__DIRECTION__
Copy the material below word for word, starting at its first line and ending at the line that contains "x=500 y=254", both included.

======== DATASET EXCERPTS

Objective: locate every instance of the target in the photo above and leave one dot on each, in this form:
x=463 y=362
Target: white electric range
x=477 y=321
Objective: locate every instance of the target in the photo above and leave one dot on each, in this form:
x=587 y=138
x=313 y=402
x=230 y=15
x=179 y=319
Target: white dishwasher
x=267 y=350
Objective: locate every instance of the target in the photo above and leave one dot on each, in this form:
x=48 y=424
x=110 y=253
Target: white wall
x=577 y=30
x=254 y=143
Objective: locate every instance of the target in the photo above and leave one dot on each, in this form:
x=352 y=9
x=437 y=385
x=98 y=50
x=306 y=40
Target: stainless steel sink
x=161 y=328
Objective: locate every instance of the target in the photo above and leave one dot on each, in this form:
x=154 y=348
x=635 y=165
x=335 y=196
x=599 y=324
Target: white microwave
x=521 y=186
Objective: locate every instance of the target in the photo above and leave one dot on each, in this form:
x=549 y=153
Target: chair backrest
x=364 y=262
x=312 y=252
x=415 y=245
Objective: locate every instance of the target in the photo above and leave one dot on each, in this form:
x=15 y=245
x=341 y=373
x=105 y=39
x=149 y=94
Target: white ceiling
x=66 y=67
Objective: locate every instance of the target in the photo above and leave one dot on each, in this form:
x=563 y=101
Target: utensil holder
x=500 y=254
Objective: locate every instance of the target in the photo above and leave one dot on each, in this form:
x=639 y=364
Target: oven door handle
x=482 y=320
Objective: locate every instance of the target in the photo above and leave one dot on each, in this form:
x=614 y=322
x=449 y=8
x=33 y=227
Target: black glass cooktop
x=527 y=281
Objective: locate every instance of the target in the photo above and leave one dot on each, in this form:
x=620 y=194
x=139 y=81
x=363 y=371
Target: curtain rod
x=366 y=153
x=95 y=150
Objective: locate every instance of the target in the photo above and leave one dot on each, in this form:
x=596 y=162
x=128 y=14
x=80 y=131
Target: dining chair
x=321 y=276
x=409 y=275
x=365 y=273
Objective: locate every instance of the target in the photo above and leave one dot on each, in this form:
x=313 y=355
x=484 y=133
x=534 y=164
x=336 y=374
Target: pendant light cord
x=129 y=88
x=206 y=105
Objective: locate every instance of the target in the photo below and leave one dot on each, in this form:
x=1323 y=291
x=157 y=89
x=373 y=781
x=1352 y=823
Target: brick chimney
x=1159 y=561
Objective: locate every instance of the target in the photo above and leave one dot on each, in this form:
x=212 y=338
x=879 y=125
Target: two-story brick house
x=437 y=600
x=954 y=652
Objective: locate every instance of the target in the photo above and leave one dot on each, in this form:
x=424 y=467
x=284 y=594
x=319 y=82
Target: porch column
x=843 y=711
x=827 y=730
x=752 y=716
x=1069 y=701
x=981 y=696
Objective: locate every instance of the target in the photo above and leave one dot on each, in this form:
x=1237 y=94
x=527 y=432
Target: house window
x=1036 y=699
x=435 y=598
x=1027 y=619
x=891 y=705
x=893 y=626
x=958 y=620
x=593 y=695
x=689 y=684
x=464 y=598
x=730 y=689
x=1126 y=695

================

__RESULT BELOW__
Objective: locate every instance of the target in the photo above and leave one dot on each, in this form:
x=463 y=362
Target: white electric range
x=477 y=321
Objective: locate every instance of the target in the photo above and leave one dot on each, in this form:
x=587 y=138
x=313 y=402
x=230 y=15
x=179 y=319
Target: white dishwasher
x=267 y=350
Objective: locate every instance of the target in the photo above and leave one dot on each, in this form:
x=48 y=424
x=110 y=253
Target: white wall
x=577 y=30
x=254 y=143
Objective: locate every instance of the target in the photo above and leave one dot on each, in this form:
x=352 y=9
x=437 y=385
x=98 y=50
x=306 y=40
Target: stainless steel sink
x=161 y=328
Objective: locate every instance of the target in the photo above and leave one dot on each, in this form:
x=154 y=348
x=635 y=165
x=335 y=196
x=599 y=324
Target: white microwave
x=521 y=186
Objective: locate every instance of the target in the photo above and leave one dot on each, in this form:
x=549 y=153
Target: chair backrest
x=364 y=262
x=312 y=252
x=415 y=245
Objective: locate every instance of the target in the photo above and leave one dot on each, in this form:
x=15 y=245
x=341 y=373
x=105 y=39
x=149 y=94
Target: white ceiling
x=66 y=67
Objective: locate every instance of the target in the photo above and leave one dot on each, in this form:
x=563 y=101
Target: utensil holder
x=500 y=254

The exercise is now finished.